▶ What to work on: Of all the lines in the entries, how many carry the word "hair"? The reply is that number and no more.
Provided records section start
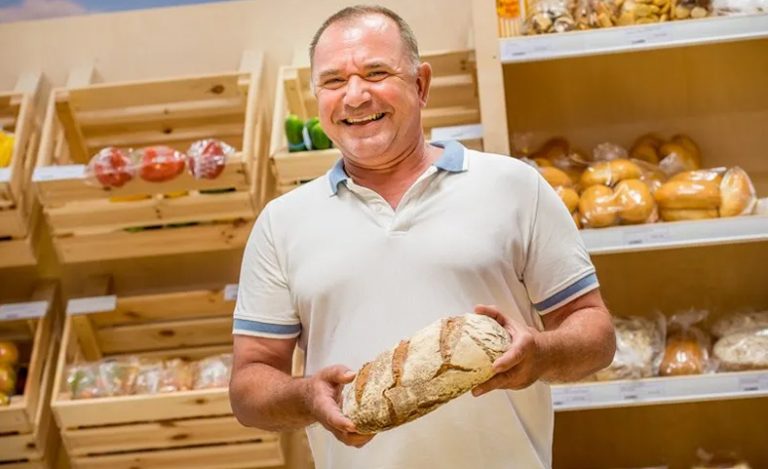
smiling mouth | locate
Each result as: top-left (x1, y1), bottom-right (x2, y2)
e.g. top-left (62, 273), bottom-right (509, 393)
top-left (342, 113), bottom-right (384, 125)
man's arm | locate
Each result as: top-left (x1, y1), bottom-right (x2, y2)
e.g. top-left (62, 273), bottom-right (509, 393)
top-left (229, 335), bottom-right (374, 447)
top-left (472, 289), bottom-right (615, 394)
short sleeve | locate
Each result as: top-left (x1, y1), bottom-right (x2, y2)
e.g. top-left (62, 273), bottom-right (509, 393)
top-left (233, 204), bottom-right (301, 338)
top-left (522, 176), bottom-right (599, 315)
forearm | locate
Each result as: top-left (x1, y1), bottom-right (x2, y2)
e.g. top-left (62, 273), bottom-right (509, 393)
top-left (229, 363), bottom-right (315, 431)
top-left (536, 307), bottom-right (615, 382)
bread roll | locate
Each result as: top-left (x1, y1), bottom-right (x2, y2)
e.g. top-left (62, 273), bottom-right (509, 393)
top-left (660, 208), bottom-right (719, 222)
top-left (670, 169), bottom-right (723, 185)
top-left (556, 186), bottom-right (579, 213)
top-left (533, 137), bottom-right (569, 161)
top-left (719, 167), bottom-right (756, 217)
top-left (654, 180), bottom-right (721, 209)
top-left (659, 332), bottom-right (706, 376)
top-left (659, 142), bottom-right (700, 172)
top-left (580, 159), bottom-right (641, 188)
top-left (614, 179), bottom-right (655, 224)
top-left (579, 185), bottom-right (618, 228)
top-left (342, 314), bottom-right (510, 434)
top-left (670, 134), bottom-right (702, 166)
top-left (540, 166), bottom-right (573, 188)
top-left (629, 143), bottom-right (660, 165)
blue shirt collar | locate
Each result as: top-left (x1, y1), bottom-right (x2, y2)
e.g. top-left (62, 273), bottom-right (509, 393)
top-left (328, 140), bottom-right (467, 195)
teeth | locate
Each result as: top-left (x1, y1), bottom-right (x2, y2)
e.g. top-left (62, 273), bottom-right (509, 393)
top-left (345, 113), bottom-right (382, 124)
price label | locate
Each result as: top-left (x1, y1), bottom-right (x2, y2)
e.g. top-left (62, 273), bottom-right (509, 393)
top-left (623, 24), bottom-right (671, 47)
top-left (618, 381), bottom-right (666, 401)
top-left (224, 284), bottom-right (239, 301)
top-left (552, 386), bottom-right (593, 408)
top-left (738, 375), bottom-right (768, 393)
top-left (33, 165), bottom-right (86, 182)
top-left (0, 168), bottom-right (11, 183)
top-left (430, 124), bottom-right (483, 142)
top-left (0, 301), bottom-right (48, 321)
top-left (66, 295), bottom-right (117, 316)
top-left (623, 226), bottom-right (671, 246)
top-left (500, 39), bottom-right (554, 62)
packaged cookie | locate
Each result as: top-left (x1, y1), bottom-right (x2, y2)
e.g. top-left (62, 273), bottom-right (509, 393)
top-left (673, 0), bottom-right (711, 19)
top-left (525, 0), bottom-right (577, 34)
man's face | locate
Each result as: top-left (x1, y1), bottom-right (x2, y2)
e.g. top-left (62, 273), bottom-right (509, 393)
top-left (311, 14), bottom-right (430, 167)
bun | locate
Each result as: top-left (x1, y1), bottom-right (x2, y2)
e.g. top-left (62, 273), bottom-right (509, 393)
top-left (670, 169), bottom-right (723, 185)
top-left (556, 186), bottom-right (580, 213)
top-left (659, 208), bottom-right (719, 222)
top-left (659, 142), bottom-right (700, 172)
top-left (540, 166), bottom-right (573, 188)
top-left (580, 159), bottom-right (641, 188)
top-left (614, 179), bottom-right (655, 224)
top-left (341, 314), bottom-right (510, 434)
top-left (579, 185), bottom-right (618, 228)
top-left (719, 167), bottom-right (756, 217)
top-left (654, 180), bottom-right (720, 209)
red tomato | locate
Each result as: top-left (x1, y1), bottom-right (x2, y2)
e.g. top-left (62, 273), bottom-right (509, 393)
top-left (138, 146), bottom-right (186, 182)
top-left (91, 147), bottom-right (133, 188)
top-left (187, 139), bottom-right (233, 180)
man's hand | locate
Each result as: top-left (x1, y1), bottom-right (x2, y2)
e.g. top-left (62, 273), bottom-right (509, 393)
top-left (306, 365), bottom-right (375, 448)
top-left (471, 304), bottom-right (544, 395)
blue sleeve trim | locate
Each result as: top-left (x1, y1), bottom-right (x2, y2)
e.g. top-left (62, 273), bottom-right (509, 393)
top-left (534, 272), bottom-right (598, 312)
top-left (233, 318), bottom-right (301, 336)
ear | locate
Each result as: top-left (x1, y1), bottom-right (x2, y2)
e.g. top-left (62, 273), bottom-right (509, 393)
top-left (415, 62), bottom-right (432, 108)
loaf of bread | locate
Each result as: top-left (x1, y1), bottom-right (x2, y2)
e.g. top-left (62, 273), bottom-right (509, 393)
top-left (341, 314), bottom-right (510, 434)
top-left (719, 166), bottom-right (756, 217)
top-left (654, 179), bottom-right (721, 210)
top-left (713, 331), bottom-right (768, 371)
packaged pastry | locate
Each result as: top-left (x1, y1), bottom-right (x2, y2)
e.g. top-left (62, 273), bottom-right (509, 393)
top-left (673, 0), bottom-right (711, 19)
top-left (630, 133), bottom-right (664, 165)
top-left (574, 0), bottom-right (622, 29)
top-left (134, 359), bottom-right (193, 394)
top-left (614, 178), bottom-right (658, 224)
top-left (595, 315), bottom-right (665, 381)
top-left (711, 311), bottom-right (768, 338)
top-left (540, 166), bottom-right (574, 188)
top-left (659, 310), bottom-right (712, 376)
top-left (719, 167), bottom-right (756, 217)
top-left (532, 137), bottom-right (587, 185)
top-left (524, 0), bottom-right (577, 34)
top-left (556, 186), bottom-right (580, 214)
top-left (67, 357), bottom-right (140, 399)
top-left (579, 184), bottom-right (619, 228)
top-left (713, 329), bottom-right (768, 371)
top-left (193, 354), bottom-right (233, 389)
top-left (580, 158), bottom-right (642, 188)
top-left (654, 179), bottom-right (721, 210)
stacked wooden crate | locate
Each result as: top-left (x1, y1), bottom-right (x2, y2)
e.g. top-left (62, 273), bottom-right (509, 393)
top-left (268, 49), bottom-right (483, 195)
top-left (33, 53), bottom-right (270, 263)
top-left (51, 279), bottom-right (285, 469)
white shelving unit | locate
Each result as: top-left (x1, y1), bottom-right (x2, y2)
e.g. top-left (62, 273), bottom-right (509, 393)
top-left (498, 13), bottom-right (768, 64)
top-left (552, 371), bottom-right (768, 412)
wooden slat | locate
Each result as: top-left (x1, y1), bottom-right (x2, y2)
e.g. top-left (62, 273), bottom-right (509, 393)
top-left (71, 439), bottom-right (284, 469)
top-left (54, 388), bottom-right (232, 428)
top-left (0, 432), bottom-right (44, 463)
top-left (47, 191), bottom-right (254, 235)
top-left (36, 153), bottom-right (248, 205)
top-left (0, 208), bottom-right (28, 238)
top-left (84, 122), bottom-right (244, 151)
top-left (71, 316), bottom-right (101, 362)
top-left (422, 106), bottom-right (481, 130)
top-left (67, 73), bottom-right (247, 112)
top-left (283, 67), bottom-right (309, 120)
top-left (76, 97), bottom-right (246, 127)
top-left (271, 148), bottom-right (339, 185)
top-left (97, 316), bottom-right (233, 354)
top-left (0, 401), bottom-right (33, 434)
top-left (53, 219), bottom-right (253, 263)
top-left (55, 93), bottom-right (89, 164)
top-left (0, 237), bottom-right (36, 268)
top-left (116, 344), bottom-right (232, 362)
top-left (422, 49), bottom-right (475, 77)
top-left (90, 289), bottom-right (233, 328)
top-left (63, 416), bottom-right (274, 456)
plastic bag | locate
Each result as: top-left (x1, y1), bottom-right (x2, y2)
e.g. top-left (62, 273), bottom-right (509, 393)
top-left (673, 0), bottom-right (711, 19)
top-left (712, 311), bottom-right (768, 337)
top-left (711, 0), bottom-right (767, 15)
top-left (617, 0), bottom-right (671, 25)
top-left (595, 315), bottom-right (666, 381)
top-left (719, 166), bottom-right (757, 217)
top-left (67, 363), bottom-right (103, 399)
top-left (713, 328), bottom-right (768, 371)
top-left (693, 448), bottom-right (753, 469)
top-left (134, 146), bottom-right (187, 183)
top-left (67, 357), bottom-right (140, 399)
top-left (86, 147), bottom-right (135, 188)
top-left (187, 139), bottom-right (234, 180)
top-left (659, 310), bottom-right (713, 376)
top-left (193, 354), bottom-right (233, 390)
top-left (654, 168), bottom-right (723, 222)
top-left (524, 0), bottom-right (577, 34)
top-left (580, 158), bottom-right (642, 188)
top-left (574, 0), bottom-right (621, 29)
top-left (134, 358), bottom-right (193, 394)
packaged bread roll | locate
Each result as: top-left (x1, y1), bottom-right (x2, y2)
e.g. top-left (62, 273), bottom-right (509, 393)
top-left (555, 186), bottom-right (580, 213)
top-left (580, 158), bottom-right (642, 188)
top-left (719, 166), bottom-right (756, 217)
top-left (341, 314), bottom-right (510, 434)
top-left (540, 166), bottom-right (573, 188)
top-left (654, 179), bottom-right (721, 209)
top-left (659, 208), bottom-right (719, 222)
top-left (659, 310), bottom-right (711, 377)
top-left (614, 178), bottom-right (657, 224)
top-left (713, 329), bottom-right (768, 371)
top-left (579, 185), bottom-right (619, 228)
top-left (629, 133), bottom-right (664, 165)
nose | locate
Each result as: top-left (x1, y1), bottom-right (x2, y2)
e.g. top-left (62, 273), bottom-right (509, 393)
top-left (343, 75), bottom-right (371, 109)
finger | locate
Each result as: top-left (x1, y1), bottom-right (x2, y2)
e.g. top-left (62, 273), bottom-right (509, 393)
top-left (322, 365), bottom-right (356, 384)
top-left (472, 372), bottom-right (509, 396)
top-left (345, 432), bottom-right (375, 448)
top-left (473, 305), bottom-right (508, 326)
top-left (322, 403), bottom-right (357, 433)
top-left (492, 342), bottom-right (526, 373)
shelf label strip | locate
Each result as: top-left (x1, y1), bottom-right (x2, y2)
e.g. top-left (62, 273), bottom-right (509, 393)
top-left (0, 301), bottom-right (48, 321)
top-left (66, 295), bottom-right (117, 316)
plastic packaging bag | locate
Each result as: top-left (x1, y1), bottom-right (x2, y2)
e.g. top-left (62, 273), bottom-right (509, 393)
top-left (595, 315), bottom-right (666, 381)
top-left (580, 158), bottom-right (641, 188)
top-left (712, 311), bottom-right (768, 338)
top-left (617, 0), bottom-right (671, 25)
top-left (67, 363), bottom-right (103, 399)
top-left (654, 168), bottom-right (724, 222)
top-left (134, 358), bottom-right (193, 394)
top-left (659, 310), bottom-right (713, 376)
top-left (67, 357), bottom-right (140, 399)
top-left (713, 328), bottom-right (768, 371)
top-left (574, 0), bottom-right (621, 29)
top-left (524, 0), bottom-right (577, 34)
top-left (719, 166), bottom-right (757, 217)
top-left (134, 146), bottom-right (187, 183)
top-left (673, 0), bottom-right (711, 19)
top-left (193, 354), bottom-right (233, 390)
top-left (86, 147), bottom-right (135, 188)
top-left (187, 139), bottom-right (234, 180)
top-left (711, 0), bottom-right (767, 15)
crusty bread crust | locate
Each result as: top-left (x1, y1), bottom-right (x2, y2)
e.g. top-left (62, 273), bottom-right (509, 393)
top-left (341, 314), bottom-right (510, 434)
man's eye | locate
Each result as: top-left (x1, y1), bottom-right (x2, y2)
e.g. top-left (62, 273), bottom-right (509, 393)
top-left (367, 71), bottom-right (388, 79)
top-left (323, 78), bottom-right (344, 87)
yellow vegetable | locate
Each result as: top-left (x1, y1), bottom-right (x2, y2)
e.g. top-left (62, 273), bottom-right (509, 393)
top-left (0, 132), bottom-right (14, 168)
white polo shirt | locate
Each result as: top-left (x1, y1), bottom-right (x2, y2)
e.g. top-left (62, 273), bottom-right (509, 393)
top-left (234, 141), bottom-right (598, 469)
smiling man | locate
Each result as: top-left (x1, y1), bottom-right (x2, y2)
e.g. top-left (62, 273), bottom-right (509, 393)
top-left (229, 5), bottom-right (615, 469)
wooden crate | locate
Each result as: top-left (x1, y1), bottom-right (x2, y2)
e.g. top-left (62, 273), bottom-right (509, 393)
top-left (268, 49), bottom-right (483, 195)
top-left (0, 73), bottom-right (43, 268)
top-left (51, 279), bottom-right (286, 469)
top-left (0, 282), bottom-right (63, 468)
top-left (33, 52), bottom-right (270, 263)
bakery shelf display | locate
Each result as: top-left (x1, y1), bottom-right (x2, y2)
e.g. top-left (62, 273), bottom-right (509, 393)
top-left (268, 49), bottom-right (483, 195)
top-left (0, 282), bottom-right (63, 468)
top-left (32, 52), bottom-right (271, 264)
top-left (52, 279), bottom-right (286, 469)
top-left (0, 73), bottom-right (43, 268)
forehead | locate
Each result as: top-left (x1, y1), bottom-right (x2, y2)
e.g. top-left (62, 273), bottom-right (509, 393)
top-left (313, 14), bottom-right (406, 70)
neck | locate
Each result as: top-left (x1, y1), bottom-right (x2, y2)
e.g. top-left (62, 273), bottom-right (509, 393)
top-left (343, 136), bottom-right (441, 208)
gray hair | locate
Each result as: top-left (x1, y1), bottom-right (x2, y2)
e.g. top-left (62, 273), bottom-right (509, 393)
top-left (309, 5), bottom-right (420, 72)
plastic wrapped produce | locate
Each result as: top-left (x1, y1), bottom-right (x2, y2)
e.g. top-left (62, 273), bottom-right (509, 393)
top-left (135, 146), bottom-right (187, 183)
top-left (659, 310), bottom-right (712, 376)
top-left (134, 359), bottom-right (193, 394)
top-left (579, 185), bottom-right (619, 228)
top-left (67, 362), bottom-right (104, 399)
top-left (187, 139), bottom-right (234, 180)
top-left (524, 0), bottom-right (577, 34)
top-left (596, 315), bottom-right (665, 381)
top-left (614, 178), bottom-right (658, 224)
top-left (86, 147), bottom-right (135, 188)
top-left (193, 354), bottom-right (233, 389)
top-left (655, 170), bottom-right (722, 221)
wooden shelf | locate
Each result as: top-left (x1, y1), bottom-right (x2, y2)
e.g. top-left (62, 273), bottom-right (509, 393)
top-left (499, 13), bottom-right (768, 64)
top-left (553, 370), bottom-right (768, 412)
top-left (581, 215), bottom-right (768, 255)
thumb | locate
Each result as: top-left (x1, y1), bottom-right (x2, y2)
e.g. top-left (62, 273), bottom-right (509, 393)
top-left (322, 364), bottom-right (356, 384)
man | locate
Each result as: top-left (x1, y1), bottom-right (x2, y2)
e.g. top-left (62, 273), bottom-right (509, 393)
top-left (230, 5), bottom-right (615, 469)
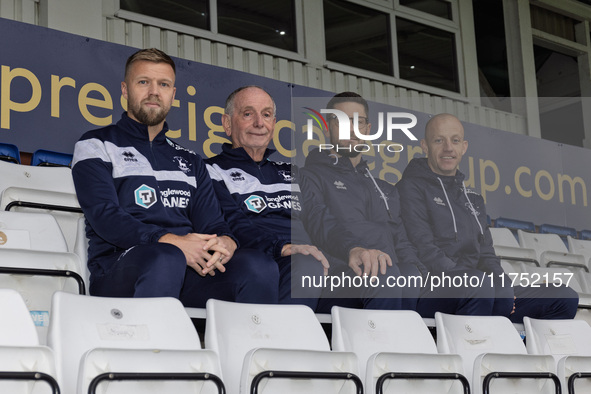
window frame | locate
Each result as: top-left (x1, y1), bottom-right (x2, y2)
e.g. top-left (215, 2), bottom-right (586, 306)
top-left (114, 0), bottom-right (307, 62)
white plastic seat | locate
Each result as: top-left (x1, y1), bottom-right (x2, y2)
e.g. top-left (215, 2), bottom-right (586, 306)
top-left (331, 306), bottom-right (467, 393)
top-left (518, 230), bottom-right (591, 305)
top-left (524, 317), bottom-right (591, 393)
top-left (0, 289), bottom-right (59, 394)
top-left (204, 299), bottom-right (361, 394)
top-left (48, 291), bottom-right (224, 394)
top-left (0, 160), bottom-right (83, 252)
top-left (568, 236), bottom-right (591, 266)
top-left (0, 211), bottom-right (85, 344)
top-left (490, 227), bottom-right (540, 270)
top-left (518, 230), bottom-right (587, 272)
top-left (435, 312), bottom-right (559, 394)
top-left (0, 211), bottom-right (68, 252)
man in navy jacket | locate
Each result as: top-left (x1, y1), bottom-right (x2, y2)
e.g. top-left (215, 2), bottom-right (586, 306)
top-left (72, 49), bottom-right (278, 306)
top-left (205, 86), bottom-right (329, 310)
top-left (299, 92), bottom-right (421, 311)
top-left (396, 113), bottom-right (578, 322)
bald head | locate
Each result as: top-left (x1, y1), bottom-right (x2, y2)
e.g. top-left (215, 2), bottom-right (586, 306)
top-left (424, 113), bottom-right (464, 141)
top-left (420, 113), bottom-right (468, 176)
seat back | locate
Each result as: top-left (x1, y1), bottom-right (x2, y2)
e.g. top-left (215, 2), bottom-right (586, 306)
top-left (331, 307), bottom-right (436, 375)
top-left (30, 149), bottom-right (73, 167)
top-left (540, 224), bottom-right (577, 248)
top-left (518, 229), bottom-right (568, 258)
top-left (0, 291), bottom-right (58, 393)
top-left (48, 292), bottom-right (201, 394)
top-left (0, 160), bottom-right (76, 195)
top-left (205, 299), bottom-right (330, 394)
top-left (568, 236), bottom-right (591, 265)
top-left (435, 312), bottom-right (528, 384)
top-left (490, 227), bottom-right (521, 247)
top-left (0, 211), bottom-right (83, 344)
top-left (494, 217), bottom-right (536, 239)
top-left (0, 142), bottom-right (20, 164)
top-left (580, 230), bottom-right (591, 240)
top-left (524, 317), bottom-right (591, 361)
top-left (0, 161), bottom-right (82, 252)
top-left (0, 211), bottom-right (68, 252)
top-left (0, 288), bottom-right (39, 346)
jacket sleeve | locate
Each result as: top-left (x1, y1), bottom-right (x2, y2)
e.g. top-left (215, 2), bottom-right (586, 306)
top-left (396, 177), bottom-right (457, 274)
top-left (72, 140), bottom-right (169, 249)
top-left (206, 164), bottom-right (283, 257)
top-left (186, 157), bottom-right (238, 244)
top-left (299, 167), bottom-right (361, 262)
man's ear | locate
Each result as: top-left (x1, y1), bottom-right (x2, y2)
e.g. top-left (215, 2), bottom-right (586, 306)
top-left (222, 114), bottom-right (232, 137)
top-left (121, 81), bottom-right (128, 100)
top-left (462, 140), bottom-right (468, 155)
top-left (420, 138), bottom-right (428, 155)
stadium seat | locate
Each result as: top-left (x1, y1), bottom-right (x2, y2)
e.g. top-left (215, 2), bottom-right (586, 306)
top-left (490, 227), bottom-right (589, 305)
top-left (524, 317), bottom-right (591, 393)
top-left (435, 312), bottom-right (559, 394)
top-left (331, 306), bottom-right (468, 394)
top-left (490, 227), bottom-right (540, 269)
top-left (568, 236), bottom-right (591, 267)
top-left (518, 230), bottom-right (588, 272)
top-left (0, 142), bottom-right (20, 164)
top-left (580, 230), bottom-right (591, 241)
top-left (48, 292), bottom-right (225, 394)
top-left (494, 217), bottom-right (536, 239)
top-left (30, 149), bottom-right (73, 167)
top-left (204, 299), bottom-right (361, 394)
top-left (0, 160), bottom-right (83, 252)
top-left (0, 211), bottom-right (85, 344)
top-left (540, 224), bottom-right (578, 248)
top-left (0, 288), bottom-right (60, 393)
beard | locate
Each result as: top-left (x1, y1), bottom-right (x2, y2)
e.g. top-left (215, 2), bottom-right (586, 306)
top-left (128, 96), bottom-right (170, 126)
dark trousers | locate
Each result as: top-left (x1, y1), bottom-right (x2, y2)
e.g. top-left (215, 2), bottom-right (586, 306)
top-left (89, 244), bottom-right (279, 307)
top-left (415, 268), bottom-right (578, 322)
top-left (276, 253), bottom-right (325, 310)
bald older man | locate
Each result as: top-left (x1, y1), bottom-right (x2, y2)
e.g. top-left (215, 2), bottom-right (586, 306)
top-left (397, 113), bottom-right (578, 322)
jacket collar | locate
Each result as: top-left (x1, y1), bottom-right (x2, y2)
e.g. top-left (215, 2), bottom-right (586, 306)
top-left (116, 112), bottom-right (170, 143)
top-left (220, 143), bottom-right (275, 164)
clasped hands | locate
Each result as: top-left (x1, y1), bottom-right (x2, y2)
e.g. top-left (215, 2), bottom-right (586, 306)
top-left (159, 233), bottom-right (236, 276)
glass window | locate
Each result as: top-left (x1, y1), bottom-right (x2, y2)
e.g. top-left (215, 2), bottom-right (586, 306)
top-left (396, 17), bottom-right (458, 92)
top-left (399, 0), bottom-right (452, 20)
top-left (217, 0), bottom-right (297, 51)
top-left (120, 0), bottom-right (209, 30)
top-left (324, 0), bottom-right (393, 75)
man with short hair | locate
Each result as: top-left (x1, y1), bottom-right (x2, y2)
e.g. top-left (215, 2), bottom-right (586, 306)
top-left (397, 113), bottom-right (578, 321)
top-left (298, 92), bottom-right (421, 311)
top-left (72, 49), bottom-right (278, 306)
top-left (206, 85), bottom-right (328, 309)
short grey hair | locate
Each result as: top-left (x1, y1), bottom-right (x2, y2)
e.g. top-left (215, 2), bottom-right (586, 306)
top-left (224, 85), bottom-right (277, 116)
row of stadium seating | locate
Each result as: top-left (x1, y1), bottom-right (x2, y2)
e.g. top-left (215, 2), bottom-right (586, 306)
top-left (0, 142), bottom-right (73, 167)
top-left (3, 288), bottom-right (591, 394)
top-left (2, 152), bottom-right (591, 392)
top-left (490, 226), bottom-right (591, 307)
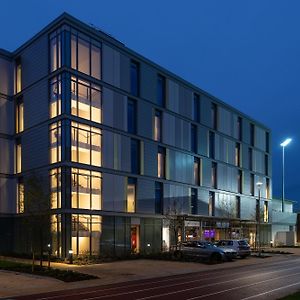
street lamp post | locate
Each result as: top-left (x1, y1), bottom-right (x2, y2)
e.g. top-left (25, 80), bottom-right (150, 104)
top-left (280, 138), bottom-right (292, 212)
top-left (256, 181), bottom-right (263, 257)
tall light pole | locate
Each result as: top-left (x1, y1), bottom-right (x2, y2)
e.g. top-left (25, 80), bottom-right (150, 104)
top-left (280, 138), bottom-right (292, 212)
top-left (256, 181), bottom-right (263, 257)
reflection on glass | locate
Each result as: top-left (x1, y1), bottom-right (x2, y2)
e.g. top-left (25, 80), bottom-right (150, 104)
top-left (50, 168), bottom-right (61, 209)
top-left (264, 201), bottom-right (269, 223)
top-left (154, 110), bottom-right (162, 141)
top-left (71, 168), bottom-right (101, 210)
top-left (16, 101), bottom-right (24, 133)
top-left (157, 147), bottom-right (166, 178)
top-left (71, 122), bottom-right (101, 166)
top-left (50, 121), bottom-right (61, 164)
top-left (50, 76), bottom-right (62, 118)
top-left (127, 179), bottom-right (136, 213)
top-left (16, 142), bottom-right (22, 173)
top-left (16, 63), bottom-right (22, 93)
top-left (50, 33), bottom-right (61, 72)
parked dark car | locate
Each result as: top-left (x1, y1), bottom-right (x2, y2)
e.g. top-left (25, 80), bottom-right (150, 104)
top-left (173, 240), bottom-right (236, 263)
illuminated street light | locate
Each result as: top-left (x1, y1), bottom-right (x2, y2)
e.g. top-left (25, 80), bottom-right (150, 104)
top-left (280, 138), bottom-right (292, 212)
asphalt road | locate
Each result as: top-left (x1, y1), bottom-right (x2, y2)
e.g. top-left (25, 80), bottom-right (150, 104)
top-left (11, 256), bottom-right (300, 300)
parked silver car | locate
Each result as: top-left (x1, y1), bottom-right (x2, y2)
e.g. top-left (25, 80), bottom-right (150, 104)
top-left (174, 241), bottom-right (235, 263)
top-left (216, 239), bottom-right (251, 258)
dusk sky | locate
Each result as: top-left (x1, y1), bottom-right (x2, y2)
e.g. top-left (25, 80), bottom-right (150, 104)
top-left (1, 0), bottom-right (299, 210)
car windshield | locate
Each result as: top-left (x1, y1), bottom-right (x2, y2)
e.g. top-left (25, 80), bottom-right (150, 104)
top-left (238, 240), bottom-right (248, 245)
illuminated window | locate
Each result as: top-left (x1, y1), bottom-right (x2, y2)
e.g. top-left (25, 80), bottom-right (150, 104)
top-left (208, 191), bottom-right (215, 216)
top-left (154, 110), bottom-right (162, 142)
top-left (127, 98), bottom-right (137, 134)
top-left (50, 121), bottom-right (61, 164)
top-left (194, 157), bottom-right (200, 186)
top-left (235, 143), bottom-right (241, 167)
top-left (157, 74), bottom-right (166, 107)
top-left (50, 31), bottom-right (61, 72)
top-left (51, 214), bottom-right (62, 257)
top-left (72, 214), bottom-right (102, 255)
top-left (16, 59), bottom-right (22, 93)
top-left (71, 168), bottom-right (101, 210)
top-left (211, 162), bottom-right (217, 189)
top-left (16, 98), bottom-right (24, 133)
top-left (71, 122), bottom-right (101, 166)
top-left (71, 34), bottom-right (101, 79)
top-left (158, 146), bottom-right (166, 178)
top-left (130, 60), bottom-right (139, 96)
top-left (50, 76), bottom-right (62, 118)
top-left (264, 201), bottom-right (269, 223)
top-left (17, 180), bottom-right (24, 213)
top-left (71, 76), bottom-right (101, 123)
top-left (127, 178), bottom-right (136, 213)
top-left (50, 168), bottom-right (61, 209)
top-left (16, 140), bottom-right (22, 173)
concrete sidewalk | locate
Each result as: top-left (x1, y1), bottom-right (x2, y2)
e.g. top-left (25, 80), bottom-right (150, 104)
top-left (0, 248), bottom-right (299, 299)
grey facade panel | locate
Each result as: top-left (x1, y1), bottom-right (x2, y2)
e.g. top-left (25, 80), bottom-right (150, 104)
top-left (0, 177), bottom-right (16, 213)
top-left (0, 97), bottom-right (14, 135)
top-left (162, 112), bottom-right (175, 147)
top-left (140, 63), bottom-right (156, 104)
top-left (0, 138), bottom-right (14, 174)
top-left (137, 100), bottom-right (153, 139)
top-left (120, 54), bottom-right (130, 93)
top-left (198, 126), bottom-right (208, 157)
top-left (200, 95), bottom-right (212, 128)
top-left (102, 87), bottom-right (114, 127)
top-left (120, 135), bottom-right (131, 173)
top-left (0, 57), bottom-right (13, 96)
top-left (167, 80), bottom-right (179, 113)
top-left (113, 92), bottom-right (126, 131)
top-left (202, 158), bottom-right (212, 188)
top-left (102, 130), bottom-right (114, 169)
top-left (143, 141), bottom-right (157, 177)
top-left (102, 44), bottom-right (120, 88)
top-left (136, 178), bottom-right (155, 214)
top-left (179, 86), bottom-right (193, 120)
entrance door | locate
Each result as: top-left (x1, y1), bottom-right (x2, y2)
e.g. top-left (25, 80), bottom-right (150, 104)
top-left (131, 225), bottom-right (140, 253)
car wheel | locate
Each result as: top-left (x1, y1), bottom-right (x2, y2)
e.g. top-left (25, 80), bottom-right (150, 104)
Provided records section end
▶ Expected answer: 3